Records from a point labeling set:

○ ○ ○ ○

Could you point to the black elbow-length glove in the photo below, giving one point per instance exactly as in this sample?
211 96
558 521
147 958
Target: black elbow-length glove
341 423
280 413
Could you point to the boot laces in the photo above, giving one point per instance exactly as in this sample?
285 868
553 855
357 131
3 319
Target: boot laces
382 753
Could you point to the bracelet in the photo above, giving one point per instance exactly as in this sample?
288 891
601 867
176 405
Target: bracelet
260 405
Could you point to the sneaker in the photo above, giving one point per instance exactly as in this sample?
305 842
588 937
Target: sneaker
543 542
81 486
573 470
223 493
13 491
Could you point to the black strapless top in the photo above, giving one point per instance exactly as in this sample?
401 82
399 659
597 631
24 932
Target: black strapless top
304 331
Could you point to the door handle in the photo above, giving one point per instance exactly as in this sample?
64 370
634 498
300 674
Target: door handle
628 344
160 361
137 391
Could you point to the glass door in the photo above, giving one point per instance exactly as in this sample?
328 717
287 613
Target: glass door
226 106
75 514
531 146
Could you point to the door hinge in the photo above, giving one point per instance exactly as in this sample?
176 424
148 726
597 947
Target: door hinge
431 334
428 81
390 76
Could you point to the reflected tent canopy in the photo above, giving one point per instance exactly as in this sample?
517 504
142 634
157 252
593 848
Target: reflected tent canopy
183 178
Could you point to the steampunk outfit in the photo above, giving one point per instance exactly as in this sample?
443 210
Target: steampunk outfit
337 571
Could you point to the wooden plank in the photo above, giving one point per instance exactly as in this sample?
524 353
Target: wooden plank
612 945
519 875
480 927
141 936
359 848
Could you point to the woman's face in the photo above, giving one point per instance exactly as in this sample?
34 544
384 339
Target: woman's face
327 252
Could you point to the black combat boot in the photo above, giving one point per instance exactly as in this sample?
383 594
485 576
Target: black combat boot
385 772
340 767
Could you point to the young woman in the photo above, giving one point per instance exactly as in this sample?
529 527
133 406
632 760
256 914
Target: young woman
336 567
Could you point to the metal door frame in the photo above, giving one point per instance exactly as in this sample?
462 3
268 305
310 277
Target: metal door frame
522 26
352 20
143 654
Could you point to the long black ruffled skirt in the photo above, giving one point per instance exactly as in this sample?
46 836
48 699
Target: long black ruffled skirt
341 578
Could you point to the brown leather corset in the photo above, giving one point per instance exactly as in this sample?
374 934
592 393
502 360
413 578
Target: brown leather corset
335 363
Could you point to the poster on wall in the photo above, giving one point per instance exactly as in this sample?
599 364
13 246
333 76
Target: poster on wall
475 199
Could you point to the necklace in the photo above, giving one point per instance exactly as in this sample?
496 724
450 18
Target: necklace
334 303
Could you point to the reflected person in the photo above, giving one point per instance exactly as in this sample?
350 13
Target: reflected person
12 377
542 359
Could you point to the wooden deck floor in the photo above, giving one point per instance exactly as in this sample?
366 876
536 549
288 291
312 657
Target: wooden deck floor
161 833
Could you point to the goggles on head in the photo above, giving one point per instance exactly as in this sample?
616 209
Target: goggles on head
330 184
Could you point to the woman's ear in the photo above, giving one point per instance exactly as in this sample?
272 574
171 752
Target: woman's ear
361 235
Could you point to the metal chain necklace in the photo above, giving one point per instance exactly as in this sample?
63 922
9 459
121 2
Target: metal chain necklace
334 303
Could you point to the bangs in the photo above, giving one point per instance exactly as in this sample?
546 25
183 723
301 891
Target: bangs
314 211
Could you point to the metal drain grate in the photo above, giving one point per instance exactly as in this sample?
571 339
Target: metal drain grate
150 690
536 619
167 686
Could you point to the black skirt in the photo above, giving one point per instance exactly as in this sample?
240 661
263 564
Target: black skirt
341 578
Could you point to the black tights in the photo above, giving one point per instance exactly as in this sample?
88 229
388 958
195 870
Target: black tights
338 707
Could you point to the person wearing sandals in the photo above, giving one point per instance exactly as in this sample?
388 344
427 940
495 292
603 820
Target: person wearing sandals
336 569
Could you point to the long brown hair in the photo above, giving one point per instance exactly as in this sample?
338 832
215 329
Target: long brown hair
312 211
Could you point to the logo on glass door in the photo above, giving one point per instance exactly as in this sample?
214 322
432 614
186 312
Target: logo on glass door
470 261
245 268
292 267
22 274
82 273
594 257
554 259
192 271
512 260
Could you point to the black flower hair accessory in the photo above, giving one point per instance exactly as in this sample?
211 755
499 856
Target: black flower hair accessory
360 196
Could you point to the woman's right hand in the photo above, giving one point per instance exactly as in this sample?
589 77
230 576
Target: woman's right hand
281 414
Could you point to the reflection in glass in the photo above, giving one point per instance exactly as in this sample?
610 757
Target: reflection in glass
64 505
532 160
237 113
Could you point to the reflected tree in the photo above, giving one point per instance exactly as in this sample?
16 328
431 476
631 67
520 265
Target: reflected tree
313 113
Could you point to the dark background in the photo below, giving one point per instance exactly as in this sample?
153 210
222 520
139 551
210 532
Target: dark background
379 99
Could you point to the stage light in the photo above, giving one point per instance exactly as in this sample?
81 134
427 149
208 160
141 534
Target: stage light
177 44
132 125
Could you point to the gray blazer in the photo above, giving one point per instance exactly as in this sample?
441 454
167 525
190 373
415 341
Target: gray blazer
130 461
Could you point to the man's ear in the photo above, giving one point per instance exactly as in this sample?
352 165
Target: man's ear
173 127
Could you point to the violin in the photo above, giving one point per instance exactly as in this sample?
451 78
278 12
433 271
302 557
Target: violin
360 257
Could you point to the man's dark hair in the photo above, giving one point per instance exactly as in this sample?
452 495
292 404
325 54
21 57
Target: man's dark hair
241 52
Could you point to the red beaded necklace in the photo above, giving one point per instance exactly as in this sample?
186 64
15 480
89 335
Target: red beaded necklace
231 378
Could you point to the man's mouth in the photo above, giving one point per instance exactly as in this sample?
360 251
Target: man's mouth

○ ○ ○ ○

Reproduce the listing in full. Keep it exactly as written.

Could you point to the black elbow-length glove in the photo below, giving one point per instance exactly as in this sample?
211 96
558 521
147 958
Target: black elbow-length glove
341 423
280 413
Could you point to the boot laces in the photo above, giving one point per instance exactly as in this sample?
285 868
553 855
357 131
3 319
Target: boot laces
382 753
Could you point to the bracelet in the photo above, giving one point per instance exactly as in this sample?
288 891
601 867
176 405
Target: bracelet
260 405
Could you point to the sneaker in the photo above, giving one point per instance exactly as in this sample?
305 842
588 937
Target: sneaker
543 542
81 486
573 470
223 493
13 491
Could you point to the black strapless top in the photo above, giving one point per instance exactly as in this sample?
401 82
399 659
597 631
24 932
Target: black strapless top
304 331
Could you point to the door handle in the photo above, giving one point per instance exactly as in this sample?
64 370
634 498
300 674
Target: door handle
628 344
160 361
137 391
Could you point to the glass door in the photo above, giving one point per instance exactly as in this sample?
328 717
287 613
Target: glass door
226 106
75 514
531 146
Could you point to the door hinge in the photo above, giving one point per instance exactly as in this sample?
176 424
148 726
597 947
Target: door hinge
431 334
428 81
390 76
Could you point to the reflected tent canopy in the photo above, giving one point per instance exactly as in this sample?
517 504
142 634
157 252
593 848
Target: reflected tent canopy
183 178
Could you point to the steampunk outfit in the photo above, giving one point per instance exactly as in this sample?
443 210
Target: steampunk outfit
337 571
Could you point to the wooden plank in the photo above, giving one point per instance exactly as in this sample?
524 353
Target: wooden plank
612 945
519 875
480 927
141 936
359 848
Could you point to the woman's face in the photo above, giving one point per instance exactly as in this sample?
34 544
384 339
Target: woman's face
327 252
Could you point to the black combat boot in the photo above, giving one point per instance exactly as in this sample?
383 594
485 576
Target: black combat boot
385 772
340 767
Could you point to the young woman in the photo above, giving one point per instance exactly as in this sample?
529 527
133 406
632 760
256 914
Target: young woman
336 567
Could you point to the metal door frame in the photo above, giving one point per instance exactly as in this sample?
462 3
268 305
310 277
Target: metal door frame
522 26
352 20
143 654
Could you point to the long black ruffled skirt in the photo above, giving one point per instance exactly as in this sample?
46 836
48 699
Target: long black ruffled skirt
341 578
Could you point to the brown leather corset in the photo above, giving one point per instance exactly as in this sample?
374 934
592 393
502 360
413 578
Target: brown leather corset
335 363
Could you point to the poster on wall in the photo above, giving one point per instance exactly as in this sample?
599 364
13 246
333 76
Target: poster on wall
475 199
Could you point to the necklace in the photo above, giving one point per instance exactly as in this sample?
496 724
450 18
Target: necklace
334 303
Could you point to the reflected person in the photo above, giving one point per instance exactly as in this sample?
350 13
Target: reflected person
12 377
542 359
Could you point to the wooden deck floor in the photo above, giving one point per instance exactly as in this sample?
366 876
536 549
288 291
312 657
Target: wooden deck floor
161 833
Could you point to the goggles on head in the photo above, giving one point per instance exactly as in this sample?
616 209
Target: goggles on head
330 184
Could you point to the woman's ear in the photo above, giving one point per instance exactly as in this sample?
272 574
171 752
Target: woman's ear
361 235
Could you point to the metal chain necklace in the photo above, giving one point per instance exactly as in this sample?
63 922
9 459
121 2
Target: metal chain necklace
334 303
Could you point to the bangs in the photo above, giving one point per instance exactly as in this sample?
546 25
183 723
301 891
Target: bangs
314 211
Could you point to the metal drain grate in the photo above, giving one point per instance exactly as in this sample?
571 339
Target: metal drain grate
150 690
536 619
167 686
Could you point to the black skirt in the photo above, giving one point per instance exactly as in this sample?
240 661
263 564
Target: black skirt
341 578
Could you point to the black tights in the photo above, giving one point per instance exactly as in this sample?
88 229
388 958
195 870
Target: black tights
338 707
Could you point to the person wearing sandals in the photo above, giving one point per instance exactly as in this sample?
388 344
427 940
495 292
603 820
Target: person wearing sandals
336 569
Could you point to the long brown hair in the photo above, giving one point per instance exactly as in this sample?
338 832
215 329
Target: long brown hair
312 211
Could you point to the logo on glass door in the photo above, giving one point per instance exactly as in this sample?
214 322
432 614
186 312
Target: logo on glass door
470 261
245 268
292 267
22 274
82 273
594 257
554 259
192 271
512 260
Could you point to the black flower hair accessory in the photo above, giving one point per instance exactly as in this sample?
211 755
499 856
Target: black flower hair accessory
360 196
Could you point to the woman's right hand in the photo above, giving one point per instance exactly as in this sample?
589 77
230 576
Target: woman's right hand
281 414
Could you point to the reflection in glass in the photo above, giving one point per instance exactly as in this sample?
610 757
Target: reflection in glass
64 505
532 160
237 113
Could you point to the reflected tree in the photo above, giving one point per instance exactly as in this sample?
16 328
431 476
631 67
520 265
Target: reflected tree
313 113
Could you point to the dark background in the photo below, giving one point per instance exactly as in this sample?
153 210
222 520
139 551
210 532
Target: dark background
379 99
Could you point to the stage light in the photo above, giving one point per instance exactly as in this sample?
81 134
427 149
208 160
141 534
Target: stage light
177 44
132 125
Could you point to the gray blazer in the photo above, giving one point per instance exactly as in this sample?
441 454
167 525
190 373
415 341
Target: gray blazer
130 461
Could you point to the man's ear in the photo above, giving one point per instance exactly as in this sample?
352 165
Target: man's ear
173 127
Could you point to the violin in the photo above, giving one point per instance exactly as in this sample?
451 78
278 12
433 271
302 557
Target: violin
360 257
Could you point to the man's dark hair in the photo above, giving one point per instance exactly as in this sample?
452 495
292 404
325 54
21 57
Target: man's dark hair
241 52
Could you point to the red beaded necklace in the photo above, giving one point per instance exactly as in this sample?
186 64
15 480
89 335
Target: red beaded necklace
231 378
Could you point to the man's mouth in the photo above, giving one point per instance exactly as in this sample?
360 251
Target: man's mouth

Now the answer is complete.